*Given data*.
- - -
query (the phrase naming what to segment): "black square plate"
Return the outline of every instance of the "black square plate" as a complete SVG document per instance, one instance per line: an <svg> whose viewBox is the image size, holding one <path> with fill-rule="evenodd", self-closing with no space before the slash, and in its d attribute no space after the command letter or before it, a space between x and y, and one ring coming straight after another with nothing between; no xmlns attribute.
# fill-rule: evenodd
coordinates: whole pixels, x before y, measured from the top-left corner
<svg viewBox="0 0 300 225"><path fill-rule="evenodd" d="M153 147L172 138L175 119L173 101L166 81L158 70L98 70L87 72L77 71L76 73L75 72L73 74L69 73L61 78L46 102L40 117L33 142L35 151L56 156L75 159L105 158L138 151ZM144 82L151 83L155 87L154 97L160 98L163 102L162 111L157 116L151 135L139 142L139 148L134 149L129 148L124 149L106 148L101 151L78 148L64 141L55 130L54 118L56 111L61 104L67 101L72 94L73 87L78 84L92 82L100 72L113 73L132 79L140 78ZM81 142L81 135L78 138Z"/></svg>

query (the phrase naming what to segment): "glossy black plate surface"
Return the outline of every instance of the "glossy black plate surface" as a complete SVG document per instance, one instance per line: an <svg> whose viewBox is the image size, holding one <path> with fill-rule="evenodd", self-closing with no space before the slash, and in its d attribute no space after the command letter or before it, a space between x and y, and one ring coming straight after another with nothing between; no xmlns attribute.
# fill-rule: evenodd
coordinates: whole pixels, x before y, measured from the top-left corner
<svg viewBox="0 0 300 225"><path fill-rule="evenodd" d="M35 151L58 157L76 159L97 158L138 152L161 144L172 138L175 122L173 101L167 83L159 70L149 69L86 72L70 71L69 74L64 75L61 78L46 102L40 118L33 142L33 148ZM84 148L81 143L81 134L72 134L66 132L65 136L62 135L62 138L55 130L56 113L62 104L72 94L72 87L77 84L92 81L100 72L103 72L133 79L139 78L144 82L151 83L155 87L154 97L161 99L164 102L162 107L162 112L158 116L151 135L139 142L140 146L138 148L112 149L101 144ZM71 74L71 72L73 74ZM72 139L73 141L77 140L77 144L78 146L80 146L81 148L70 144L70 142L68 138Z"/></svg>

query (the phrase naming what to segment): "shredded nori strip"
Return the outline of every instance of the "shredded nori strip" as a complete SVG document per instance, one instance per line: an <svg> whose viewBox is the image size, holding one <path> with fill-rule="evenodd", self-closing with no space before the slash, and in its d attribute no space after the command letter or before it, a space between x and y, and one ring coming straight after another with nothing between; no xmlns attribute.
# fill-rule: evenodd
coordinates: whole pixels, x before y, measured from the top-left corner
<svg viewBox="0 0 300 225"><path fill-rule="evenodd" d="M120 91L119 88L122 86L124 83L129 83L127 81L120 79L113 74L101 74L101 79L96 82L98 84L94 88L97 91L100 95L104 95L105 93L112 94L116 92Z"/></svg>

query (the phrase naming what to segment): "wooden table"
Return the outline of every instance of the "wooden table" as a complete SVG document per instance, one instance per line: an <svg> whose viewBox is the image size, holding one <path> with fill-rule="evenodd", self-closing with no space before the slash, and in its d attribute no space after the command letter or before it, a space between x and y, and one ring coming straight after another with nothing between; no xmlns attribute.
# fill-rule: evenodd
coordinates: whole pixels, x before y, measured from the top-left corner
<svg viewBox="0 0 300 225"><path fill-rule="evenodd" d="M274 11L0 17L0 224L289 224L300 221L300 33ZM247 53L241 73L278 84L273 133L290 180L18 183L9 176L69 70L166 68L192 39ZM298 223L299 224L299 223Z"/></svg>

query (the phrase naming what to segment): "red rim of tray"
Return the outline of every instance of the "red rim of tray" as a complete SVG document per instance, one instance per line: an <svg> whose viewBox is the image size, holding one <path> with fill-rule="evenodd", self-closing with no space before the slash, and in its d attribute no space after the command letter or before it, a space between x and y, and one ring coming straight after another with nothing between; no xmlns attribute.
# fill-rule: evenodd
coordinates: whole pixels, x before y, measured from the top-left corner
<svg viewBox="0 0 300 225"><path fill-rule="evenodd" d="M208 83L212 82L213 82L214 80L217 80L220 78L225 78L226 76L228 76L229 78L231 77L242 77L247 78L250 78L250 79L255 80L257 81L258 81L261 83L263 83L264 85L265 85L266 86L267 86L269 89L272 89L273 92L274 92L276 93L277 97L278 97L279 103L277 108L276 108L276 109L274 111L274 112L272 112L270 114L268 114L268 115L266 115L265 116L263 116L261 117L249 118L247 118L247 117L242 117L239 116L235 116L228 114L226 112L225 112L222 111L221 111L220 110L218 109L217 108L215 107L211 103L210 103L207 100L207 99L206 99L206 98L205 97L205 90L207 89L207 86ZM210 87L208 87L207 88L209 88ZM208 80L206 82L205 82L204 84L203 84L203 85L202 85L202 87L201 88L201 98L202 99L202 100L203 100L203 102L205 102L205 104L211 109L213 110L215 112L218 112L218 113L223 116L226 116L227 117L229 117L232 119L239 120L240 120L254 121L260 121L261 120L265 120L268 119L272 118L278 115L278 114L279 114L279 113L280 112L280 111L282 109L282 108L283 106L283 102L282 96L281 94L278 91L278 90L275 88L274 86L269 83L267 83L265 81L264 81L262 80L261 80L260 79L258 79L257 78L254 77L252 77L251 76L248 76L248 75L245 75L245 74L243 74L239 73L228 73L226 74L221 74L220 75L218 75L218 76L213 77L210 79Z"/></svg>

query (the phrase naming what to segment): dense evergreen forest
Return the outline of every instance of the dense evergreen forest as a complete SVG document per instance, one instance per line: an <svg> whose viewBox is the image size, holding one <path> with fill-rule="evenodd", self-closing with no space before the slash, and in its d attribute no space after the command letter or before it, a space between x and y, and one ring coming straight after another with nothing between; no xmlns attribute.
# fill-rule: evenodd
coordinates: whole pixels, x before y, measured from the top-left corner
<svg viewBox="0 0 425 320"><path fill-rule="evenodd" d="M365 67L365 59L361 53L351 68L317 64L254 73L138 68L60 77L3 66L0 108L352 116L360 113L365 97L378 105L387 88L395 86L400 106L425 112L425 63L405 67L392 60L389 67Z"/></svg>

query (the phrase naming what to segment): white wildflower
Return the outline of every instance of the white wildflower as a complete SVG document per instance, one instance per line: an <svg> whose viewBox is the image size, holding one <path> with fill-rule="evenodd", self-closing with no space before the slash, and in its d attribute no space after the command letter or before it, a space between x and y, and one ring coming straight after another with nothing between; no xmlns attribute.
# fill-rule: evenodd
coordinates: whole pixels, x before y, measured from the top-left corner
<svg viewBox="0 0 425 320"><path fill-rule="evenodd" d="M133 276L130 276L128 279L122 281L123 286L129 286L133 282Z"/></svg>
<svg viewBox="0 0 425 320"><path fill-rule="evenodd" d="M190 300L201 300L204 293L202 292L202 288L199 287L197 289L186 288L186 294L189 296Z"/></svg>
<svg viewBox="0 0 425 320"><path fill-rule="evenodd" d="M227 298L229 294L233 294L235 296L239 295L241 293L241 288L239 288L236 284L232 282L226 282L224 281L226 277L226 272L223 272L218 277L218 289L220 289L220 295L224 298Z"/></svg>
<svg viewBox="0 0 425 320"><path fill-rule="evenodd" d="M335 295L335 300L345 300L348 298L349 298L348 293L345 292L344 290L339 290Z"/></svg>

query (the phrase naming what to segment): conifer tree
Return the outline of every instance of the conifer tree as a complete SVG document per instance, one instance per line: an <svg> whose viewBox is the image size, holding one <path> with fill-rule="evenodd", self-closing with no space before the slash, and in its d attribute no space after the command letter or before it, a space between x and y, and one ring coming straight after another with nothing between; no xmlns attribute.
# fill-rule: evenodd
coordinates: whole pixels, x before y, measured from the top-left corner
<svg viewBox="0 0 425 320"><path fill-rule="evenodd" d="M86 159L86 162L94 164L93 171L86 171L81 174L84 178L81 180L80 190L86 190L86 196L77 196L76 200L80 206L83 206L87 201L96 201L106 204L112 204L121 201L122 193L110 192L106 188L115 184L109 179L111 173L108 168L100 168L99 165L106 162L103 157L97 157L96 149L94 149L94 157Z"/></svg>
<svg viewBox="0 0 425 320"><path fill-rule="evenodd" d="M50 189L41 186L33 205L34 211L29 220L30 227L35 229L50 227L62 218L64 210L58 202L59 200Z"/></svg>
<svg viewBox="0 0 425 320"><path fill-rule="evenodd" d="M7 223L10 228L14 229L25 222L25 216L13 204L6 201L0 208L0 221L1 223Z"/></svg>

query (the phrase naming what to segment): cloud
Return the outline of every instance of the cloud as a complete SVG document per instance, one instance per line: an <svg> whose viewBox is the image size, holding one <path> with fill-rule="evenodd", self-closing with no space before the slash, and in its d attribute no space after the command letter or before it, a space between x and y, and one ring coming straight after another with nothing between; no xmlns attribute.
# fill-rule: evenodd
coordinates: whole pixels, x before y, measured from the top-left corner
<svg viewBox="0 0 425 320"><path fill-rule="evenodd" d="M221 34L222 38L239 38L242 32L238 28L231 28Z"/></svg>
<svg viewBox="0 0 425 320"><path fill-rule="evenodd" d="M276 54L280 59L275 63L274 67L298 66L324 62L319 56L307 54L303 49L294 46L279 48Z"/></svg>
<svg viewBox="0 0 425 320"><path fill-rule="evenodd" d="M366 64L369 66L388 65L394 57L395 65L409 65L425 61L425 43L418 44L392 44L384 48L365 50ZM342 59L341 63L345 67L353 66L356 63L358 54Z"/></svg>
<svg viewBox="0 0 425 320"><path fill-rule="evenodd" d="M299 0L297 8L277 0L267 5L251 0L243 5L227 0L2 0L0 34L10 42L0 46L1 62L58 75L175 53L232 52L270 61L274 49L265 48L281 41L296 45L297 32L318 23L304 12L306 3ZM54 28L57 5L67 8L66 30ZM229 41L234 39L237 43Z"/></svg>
- - -
*Directive*.
Rewrite the part of the material that opens with the line containing "query (the phrase naming what to segment): cloud" and runs through the final line, both included, as a JSON list of strings, one per line, leaving out blank lines.

*Worked answer*.
[
  "query (the phrase naming what to segment): cloud",
  "Return the outline of every instance of the cloud as a complete SVG document per instance, one instance per line: an <svg> whose viewBox is the image size, holding one <path> with fill-rule=\"evenodd\", self-closing with no space before the slash, and in its d attribute no space after the command letter or before it, a space between x and y, and one ring coming straight after another with nothing between; no xmlns attribute.",
  "# fill-rule: evenodd",
  "coordinates: whole pixels, x before y, measured from the top-left corner",
  "<svg viewBox=\"0 0 425 320\"><path fill-rule=\"evenodd\" d=\"M221 34L222 38L239 38L242 32L238 28L231 28Z\"/></svg>",
  "<svg viewBox=\"0 0 425 320\"><path fill-rule=\"evenodd\" d=\"M276 54L280 59L275 63L274 67L298 66L324 62L319 56L307 54L303 49L294 46L279 48Z\"/></svg>",
  "<svg viewBox=\"0 0 425 320\"><path fill-rule=\"evenodd\" d=\"M366 64L369 66L388 65L394 57L395 65L409 65L425 61L425 43L418 44L392 44L384 48L365 50ZM342 59L341 63L345 67L353 66L356 63L358 54Z\"/></svg>",
  "<svg viewBox=\"0 0 425 320\"><path fill-rule=\"evenodd\" d=\"M299 0L297 8L277 0L267 5L251 0L243 5L227 0L2 0L0 34L10 42L0 46L1 62L58 75L175 53L232 52L270 61L274 49L265 48L281 41L296 45L297 32L318 23L304 12L306 3ZM54 28L57 5L67 8L66 30ZM229 41L234 39L237 43Z\"/></svg>"
]